━━ MATERIAL PROVIDED

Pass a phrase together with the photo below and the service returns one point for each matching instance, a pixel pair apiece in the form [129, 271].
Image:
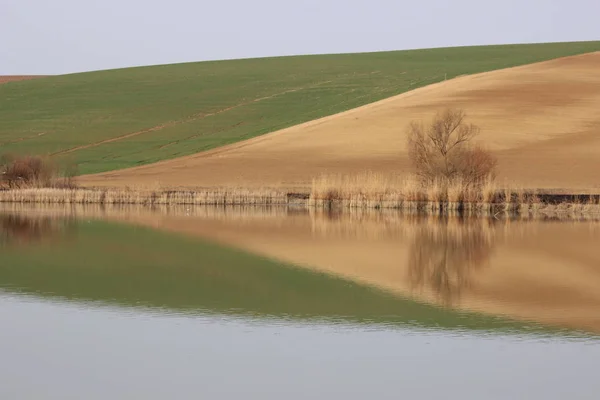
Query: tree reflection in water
[22, 230]
[446, 252]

━━━━

§ SET PROBLEM: Swap "reflection" for "mirror image" throughout the records above, and reproduce their lines with nothing else changed and the pictures left out.

§ OUTPUT OF THE TASK:
Pass a phrase together with the photo below and the service returns one point for each matching instance, a pixel pair apiece in the form [129, 271].
Image:
Query: tree mirror image in water
[22, 230]
[446, 252]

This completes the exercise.